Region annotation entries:
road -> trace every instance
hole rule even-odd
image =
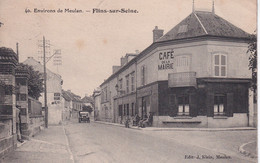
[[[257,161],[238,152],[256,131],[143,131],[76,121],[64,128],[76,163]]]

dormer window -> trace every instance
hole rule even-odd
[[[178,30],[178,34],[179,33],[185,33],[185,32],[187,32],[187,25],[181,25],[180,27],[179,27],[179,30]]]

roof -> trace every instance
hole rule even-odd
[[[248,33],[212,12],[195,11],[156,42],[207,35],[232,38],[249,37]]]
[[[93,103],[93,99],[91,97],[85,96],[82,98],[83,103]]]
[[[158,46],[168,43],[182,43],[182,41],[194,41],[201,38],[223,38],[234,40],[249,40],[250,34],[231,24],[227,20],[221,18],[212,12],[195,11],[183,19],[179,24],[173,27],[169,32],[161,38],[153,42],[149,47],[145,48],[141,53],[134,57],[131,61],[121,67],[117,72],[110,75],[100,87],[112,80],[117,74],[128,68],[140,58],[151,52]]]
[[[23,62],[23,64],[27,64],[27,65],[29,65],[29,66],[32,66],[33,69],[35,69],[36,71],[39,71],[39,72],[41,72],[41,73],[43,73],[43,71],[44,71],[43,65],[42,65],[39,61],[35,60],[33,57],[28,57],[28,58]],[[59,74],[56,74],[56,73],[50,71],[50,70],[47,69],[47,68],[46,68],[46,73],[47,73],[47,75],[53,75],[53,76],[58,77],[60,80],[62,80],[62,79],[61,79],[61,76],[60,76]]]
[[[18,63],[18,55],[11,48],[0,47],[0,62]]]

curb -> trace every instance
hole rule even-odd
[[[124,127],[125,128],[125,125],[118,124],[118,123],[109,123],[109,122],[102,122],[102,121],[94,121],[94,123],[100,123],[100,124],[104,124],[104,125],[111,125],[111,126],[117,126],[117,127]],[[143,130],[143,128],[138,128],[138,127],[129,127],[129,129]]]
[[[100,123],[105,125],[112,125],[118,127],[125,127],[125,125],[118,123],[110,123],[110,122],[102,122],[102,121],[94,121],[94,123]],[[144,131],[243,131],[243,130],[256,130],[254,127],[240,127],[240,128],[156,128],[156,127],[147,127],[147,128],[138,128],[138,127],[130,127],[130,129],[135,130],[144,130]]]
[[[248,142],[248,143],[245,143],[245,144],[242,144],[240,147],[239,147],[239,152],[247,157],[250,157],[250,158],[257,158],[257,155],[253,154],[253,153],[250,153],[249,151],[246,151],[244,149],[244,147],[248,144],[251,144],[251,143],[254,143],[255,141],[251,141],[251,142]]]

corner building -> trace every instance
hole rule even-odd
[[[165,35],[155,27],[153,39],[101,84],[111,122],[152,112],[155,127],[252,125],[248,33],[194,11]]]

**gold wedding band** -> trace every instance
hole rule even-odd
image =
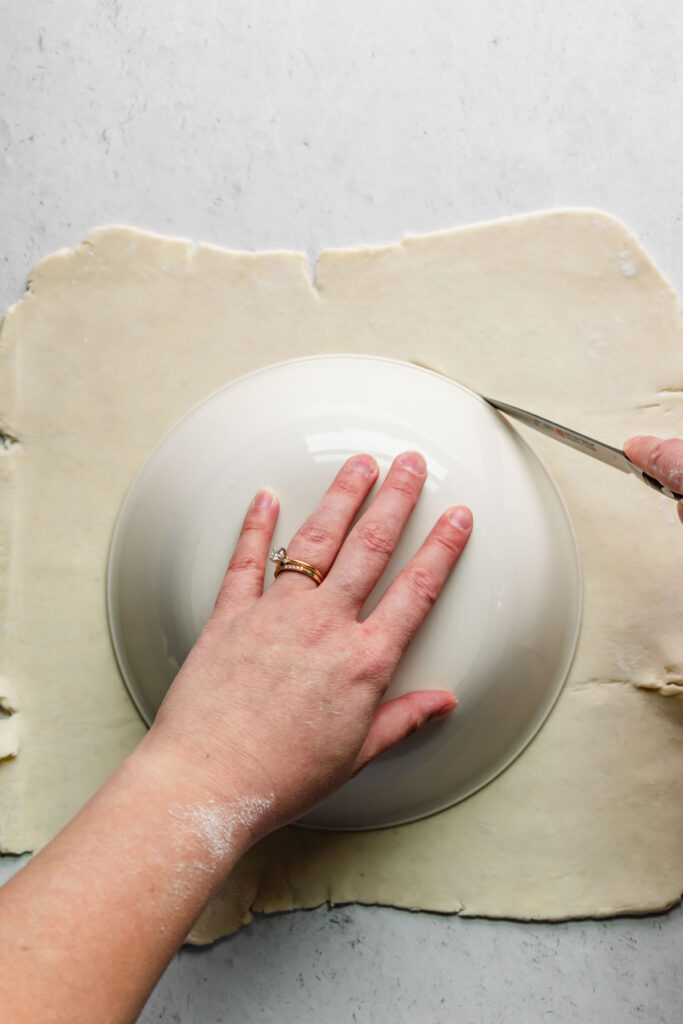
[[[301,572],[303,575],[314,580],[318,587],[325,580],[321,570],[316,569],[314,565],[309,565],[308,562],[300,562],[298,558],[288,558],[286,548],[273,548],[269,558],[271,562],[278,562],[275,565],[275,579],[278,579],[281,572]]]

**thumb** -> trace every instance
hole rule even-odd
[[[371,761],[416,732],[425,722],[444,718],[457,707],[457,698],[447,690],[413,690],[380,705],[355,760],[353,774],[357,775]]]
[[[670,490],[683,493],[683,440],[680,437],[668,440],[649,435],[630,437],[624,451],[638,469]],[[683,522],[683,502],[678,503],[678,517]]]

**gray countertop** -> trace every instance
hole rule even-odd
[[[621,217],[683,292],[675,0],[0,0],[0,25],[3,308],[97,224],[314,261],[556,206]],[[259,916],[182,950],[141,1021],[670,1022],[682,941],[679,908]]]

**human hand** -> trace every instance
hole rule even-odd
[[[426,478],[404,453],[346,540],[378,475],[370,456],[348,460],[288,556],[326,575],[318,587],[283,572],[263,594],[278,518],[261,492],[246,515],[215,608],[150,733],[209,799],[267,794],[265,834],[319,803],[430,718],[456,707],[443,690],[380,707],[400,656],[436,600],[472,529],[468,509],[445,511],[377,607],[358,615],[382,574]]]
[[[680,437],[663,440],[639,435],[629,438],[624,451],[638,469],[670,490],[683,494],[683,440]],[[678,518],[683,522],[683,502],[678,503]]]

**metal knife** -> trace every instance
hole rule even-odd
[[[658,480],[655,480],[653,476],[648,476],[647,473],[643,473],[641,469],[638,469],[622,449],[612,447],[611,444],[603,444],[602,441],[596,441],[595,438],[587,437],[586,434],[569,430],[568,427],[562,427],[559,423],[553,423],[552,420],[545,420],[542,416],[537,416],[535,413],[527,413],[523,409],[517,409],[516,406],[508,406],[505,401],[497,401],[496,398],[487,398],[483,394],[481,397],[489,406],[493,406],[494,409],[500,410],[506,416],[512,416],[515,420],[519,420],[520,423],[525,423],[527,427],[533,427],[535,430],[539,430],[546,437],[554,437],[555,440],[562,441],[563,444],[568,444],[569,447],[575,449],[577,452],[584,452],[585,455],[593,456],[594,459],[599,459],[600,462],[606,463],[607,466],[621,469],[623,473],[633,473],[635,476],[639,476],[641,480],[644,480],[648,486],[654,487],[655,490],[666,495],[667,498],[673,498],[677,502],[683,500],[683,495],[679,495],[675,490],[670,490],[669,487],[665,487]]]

■ **DO THIS**
Select every line of the records that contains the word "instance", treating uppercase and lowercase letters as different. Copy each of those lines.

■ **SOLUTION TO THIS PROBLEM**
road -> trace every instance
dormer window -> trace every instance
roof -> trace every instance
curb -> trace every instance
corner building -> trace every instance
**gold wedding band** -> trace every instance
**thumb** -> trace every instance
**gray countertop** -> trace every instance
**human hand** -> trace every instance
**metal knife** -> trace every instance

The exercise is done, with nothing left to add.